▶ **Set exercise**
Display every line of the items below that contains the word "each". Uppercase and lowercase count as different letters.

━━━━━━━━━━━━━━━━

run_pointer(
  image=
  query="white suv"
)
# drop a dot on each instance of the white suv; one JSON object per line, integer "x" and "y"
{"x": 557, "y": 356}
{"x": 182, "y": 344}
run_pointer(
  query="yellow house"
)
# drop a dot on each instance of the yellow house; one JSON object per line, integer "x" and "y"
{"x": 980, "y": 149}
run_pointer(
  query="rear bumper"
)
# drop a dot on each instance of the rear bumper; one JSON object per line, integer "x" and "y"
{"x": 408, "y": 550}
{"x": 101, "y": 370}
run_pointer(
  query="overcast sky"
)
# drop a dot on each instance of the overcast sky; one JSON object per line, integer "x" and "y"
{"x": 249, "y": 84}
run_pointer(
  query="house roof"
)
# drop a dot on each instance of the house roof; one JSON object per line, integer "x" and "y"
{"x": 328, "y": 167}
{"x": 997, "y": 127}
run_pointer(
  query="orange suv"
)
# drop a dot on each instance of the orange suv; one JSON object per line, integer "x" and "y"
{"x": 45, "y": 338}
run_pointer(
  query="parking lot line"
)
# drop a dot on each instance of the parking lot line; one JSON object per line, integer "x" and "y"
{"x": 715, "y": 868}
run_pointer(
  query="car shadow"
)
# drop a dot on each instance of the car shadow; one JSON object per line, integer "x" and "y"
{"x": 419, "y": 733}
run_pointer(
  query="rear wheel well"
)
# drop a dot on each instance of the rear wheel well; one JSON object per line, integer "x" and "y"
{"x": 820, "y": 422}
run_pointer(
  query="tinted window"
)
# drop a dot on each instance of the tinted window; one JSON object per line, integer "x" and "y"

━━━━━━━━━━━━━━━━

▶ **Reply**
# drop a dot on each instance of the white suv; one JSON object per line, integer "x" and "y"
# drop a dot on each instance of the yellow house; one JSON object per line, integer "x" and "y"
# drop a dot on each instance of the rear bumper; one JSON object per line, integer "x" and "y"
# drop a dot on each instance of the overcast sky; one JSON object per line, integer "x" and "y"
# drop a dot on each instance of the house roof; one JSON object per line, integer "x" and "y"
# drop a dot on each instance of the orange suv; one JSON object per line, integer "x" and "y"
# drop a dot on each instance of the parking lot line; one JSON object per line, integer "x" and "y"
# drop a dot on each instance of the car shadow; one JSON object per line, integer "x" and "y"
# drop a dot on each instance of the rear wheel well; one JSON object per line, integer "x" and "y"
# drop a dot on each instance of the tinted window; one JSON object per line, integer "x" and "y"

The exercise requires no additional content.